Explore the material »
• a. Reproduce the passage of the fuel bank text from "A nation devoid" up to and including "experience with those.", word for word.
• b. Carry the text about the Kazakh nuclear fuel bank forward from its last sentence.

--- Document segment Enclosed Below ---

IAEA Low-Enriched Uranium Fuel Bank, at Kazatomprom's Ulba Metallurgical Plant in Oskemen, East Kazakhstan (Credit: NAC Kazatomprom JSC, cc-by-sa 4.0).
The fuel bank was established in 2017 after close cooperation between the then US Obama administration and the then Kazakh presidency of Nursultan Nazarbayev. It serves a global initiative to maintain a secured supply of nuclear fuel for International Atomic Energy Agency (IAEA) member governments that would be available in the event of disruption to standard supplies of low-enriched uranium (LEU).
A nation devoid of nuclear weapons (the US spent towards a quarter of a billion dollars helping Kazakhstan eliminate its weapons of mass destruction and related infrastructure after the fall of the Soviet Union), accessible to IAEA inspectors, was sought for the fuel bank. It has the capacity to provide 90 tonnes of LEU for the production of nuclear fuel assemblies.
Officials say Kazakhstan holds itself to high standards when it comes to making the most of the chances offered by peaceful nuclear energy to establish a new high-tech industry, dominate the world market for nuclear fuel, and advance its own internal scientific and technological capacity. That’s why Astana wishes to boost cooperation in this area with nations that possess cutting-edge nuclear cycle technologies and practical experience with those.
The successful realisation of the fuel bank project goes down as an international marketing “win” for Kazakhstan when it comes to establishing nuclear investment and political alliances that will potentially allow the country to upgrade its role as a supplier of raw materials to the world's atomic energy industry, while also sourcing top technologies for expansions into nuclear power production and uranium refining.
Russia has long used its nuclear power prowess in cementing ties with fellow emerging markets that have no nuclear power tradition of their own. Moscow’s ambitions to sell nuclear power technology and nuclear plant building to most of Europe appear mostly over, however, given the ruptures caused by its decision to go to war in Ukraine (though there are exceptions where Russian nuclear suppliers are still welcome in Europe, such as Hungary), but Russia still has plenty of potential clients looking east and south.

--- End of Enclosed Document segment ---
--- Information shown Enclosed Below ---

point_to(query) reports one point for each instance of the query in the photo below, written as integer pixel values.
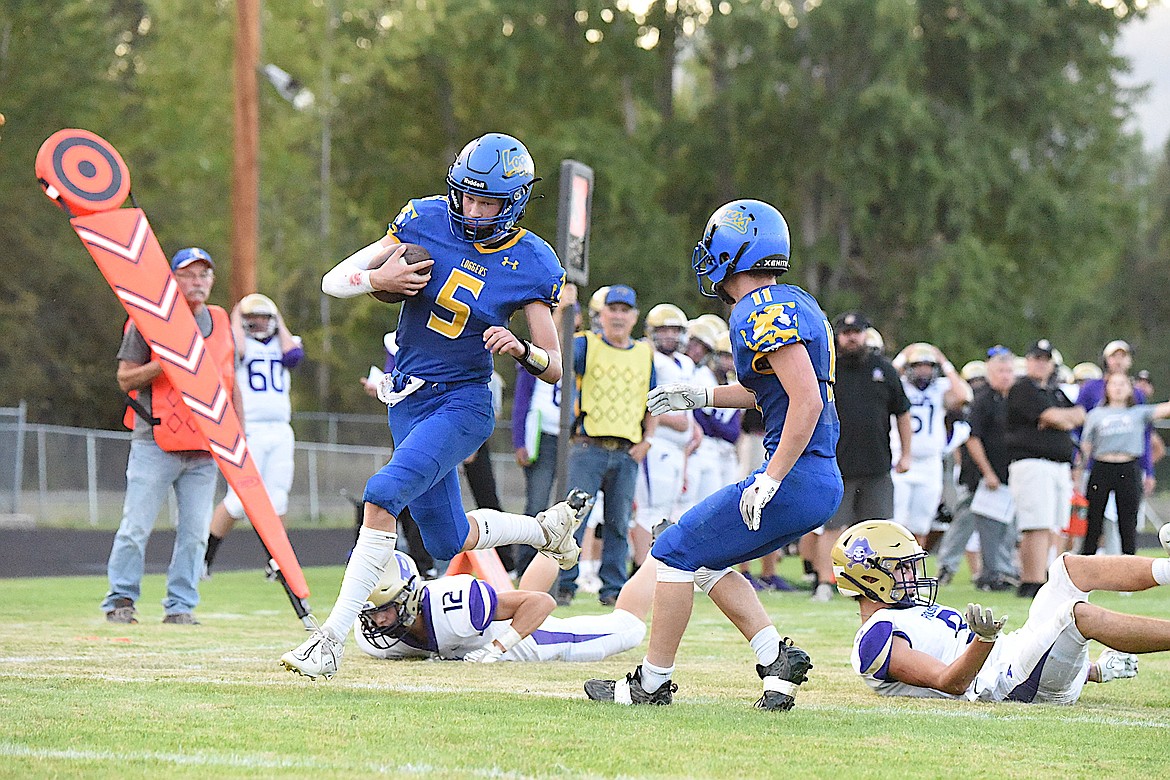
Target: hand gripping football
(414, 254)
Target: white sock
(499, 529)
(654, 676)
(766, 646)
(367, 561)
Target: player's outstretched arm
(541, 357)
(353, 276)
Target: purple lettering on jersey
(481, 606)
(874, 647)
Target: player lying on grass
(462, 618)
(910, 646)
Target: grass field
(85, 698)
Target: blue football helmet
(743, 235)
(490, 166)
(399, 589)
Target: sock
(212, 546)
(499, 529)
(766, 646)
(654, 676)
(367, 561)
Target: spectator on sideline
(662, 476)
(166, 450)
(1040, 448)
(934, 388)
(868, 392)
(1113, 440)
(986, 453)
(613, 432)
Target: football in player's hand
(414, 254)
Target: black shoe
(630, 690)
(783, 676)
(123, 612)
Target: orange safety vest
(177, 429)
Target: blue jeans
(150, 474)
(592, 468)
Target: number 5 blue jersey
(473, 287)
(765, 321)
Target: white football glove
(985, 626)
(678, 397)
(755, 497)
(489, 653)
(1114, 665)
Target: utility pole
(246, 159)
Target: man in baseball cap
(190, 255)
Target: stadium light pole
(246, 157)
(303, 99)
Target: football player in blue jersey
(783, 351)
(456, 306)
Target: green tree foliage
(956, 167)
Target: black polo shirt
(867, 392)
(989, 425)
(1026, 401)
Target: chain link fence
(56, 476)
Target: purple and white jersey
(458, 614)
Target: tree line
(957, 168)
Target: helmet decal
(860, 551)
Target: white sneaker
(824, 593)
(558, 523)
(1113, 664)
(317, 656)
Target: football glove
(985, 626)
(755, 497)
(1113, 665)
(489, 653)
(678, 397)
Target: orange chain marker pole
(88, 179)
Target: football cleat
(628, 690)
(559, 522)
(1114, 664)
(783, 676)
(317, 656)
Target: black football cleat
(783, 676)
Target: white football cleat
(1113, 664)
(317, 656)
(559, 522)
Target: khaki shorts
(1043, 492)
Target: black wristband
(535, 360)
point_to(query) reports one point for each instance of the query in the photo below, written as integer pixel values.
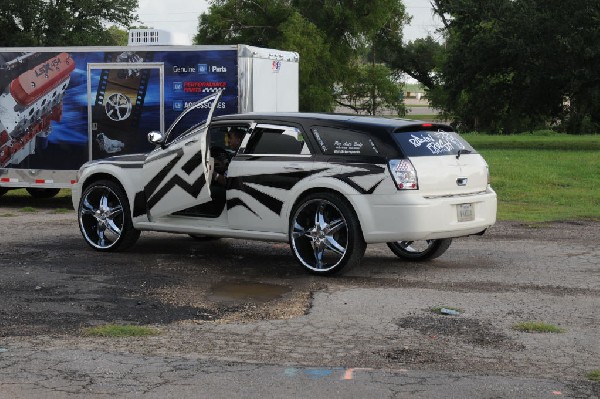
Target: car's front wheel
(325, 234)
(104, 217)
(420, 250)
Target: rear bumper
(409, 216)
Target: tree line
(501, 66)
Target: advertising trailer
(61, 107)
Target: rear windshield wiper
(463, 151)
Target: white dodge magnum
(327, 184)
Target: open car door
(177, 172)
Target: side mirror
(155, 138)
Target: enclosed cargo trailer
(61, 107)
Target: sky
(180, 17)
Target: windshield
(429, 143)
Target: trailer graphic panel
(62, 107)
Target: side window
(335, 141)
(271, 139)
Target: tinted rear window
(335, 141)
(426, 143)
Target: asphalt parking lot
(236, 303)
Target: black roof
(357, 121)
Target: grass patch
(20, 198)
(116, 330)
(438, 309)
(543, 177)
(537, 327)
(545, 185)
(542, 140)
(594, 375)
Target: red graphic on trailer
(31, 94)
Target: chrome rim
(415, 247)
(101, 217)
(319, 235)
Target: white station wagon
(327, 184)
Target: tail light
(404, 174)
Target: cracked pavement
(368, 333)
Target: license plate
(466, 213)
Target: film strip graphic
(119, 103)
(127, 81)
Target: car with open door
(326, 184)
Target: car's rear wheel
(420, 250)
(325, 234)
(104, 217)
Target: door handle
(293, 166)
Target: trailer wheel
(43, 192)
(105, 218)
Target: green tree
(371, 89)
(514, 65)
(117, 36)
(63, 22)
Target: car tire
(325, 234)
(418, 251)
(42, 193)
(105, 218)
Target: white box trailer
(61, 107)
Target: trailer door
(125, 103)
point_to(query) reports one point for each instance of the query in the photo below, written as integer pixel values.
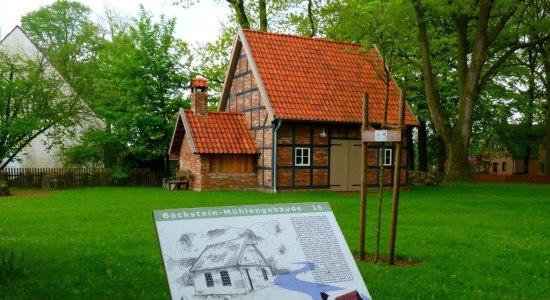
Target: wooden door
(345, 165)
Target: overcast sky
(200, 23)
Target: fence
(515, 178)
(52, 178)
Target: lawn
(485, 241)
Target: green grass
(484, 241)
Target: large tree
(64, 32)
(143, 76)
(34, 100)
(483, 36)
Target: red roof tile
(221, 133)
(320, 80)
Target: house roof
(220, 255)
(318, 80)
(218, 133)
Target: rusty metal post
(364, 169)
(396, 181)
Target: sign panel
(274, 251)
(381, 136)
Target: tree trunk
(423, 147)
(410, 149)
(441, 155)
(547, 144)
(311, 19)
(458, 166)
(238, 7)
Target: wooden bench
(181, 179)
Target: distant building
(38, 153)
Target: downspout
(274, 157)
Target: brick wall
(191, 162)
(245, 97)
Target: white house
(37, 154)
(230, 268)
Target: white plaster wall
(36, 154)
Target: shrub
(4, 189)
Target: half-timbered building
(301, 98)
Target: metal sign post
(394, 135)
(364, 169)
(396, 181)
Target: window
(385, 157)
(209, 280)
(301, 156)
(265, 274)
(226, 281)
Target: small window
(301, 156)
(226, 281)
(209, 280)
(385, 157)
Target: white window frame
(226, 280)
(209, 279)
(301, 154)
(387, 157)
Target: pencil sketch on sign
(265, 256)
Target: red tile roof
(320, 80)
(221, 133)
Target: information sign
(381, 136)
(274, 251)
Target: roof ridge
(221, 112)
(304, 37)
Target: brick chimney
(199, 96)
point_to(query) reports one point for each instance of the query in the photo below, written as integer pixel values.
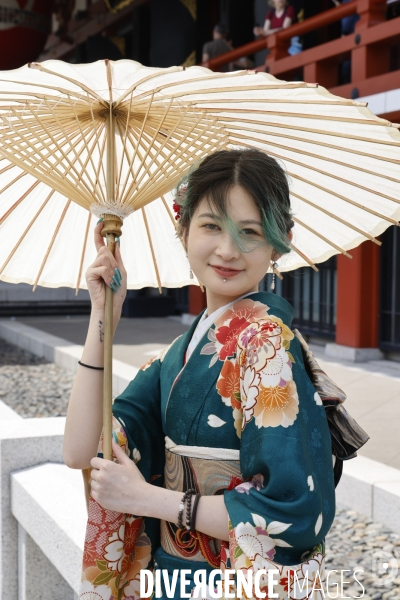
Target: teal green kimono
(244, 388)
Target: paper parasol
(113, 137)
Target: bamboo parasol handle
(111, 229)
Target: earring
(274, 265)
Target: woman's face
(226, 271)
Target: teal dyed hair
(259, 174)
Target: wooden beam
(98, 19)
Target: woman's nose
(227, 247)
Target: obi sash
(209, 471)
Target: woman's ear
(184, 235)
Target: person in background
(219, 45)
(348, 24)
(280, 16)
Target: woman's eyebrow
(208, 216)
(250, 222)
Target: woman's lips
(225, 272)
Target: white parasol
(111, 138)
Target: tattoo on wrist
(101, 331)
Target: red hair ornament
(177, 207)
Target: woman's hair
(271, 3)
(259, 174)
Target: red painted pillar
(197, 300)
(358, 297)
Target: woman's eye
(211, 226)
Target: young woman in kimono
(228, 410)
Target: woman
(280, 16)
(235, 382)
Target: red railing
(368, 49)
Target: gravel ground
(35, 388)
(32, 386)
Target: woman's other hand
(107, 269)
(119, 486)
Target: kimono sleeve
(286, 504)
(118, 546)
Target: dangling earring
(274, 265)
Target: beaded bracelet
(188, 510)
(182, 506)
(194, 511)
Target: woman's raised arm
(84, 415)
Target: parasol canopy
(111, 138)
(57, 121)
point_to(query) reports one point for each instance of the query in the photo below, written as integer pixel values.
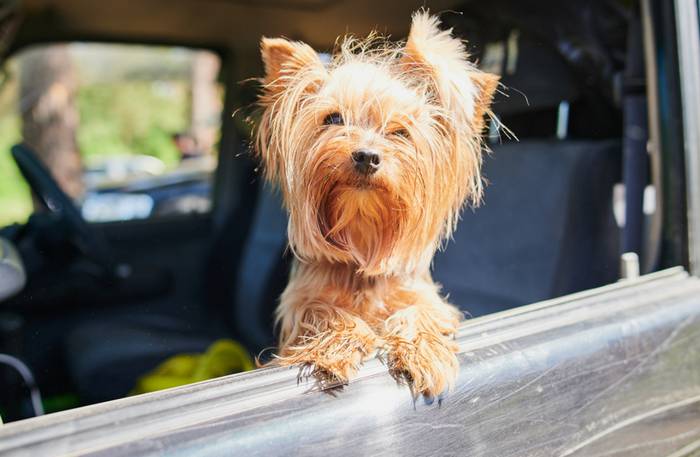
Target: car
(584, 326)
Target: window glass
(127, 131)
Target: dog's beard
(364, 221)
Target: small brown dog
(375, 154)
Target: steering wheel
(43, 184)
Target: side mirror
(12, 274)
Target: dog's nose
(366, 161)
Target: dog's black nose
(366, 161)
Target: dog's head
(376, 151)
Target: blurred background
(127, 130)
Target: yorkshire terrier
(375, 154)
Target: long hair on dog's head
(415, 109)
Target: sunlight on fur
(375, 154)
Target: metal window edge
(155, 416)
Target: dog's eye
(403, 133)
(333, 119)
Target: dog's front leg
(328, 339)
(420, 344)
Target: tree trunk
(205, 102)
(49, 113)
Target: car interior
(106, 302)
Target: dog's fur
(364, 242)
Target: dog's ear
(283, 59)
(463, 90)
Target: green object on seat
(222, 358)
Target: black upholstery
(545, 228)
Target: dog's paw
(332, 358)
(428, 365)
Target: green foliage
(127, 117)
(132, 117)
(15, 199)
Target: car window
(127, 131)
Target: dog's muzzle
(366, 162)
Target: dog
(375, 154)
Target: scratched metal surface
(610, 372)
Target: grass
(130, 117)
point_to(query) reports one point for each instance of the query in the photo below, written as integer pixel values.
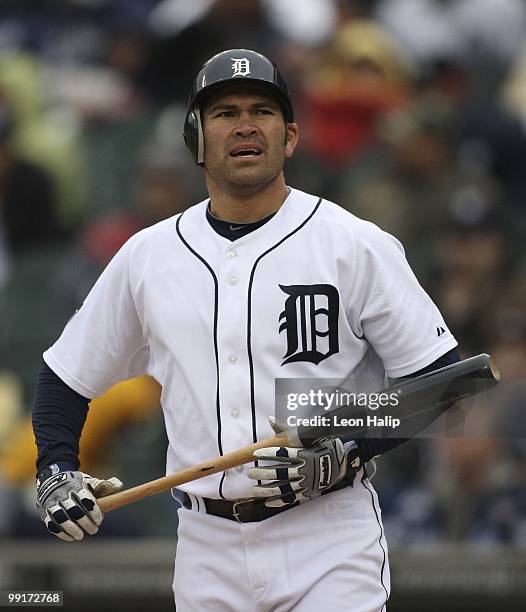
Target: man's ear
(291, 139)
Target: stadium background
(412, 115)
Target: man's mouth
(246, 152)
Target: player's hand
(299, 474)
(67, 502)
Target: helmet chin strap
(200, 137)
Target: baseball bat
(427, 394)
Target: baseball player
(260, 281)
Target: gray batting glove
(67, 502)
(299, 474)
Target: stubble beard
(245, 181)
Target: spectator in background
(353, 82)
(481, 35)
(161, 190)
(412, 184)
(222, 24)
(28, 216)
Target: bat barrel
(428, 394)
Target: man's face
(246, 138)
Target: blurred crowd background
(412, 115)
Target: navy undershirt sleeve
(372, 447)
(59, 414)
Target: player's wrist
(54, 468)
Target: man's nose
(245, 125)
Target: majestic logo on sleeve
(241, 66)
(310, 320)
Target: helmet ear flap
(193, 135)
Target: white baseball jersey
(313, 293)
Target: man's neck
(249, 207)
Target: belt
(249, 510)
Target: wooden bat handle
(218, 464)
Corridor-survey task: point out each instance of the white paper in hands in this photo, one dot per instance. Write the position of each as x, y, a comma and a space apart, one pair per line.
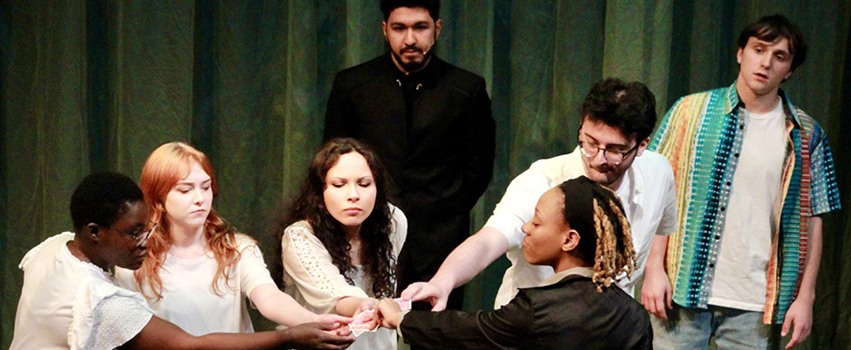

--- End of Enclosed Information shown ---

Responses in order »
• a.
A nation devoid of nuclear weapons (the US spent towards a quarter of a billion dollars helping Kazakhstan eliminate its weapons of mass destruction and related infrastructure after the fall of the Soviet Union), accessible to IAEA inspectors, was sought for the fuel bank. It has the capacity to provide 90 tonnes of LEU for the production of nuclear fuel assemblies.
Officials say Kazakhstan holds itself to high standards when it comes to making the most of the chances offered by peaceful nuclear energy to establish a new high-tech industry, dominate the world market for nuclear fuel, and advance its own internal scientific and technological capacity. That’s why Astana wishes to boost cooperation in this area with nations that possess cutting-edge nuclear cycle technologies and practical experience with those.

• b.
In recent years, Russia’s Rosatom has completed the construction of six nuclear power reactors in India, Iran and China. It has nine reactors under construction in Turkey, Belarus, India, Bangladesh and China. The company also confirmed to bne IntelliNews that it has 19 more “firmly planned” nuclear projects and an additional 14 “proposed” projects, almost all of which are in emerging markets. One project is known to be in Uzbekistan. Since the start of the Ukraine war there have been some rumours that the Uzbek investment might not happen, though Tashkent has denied any such decision has been made.
Like gas pipelines, nuclear power stations offer Russia a way of binding countries to economic and, to varying extents, geopolitical relationships. Whether Russia goes on to play a main or key role in constructing Kazakhstan’s first nuclear power plant will say a lot about the post-Ukraine war shape of Moscow’s relationship with Central Asia’s largest economy. Nuclear power stations can come with 60-year-long maintenance deals and uranium supply contracts. One does not enter into such deals lightly.
Russia has long used energy as the sweetener in generating trade arrangements with export markets. Where uranium is concerned, much of what it achieved has gone sour. No-one can blame Kazakhstan for sensing opportunities.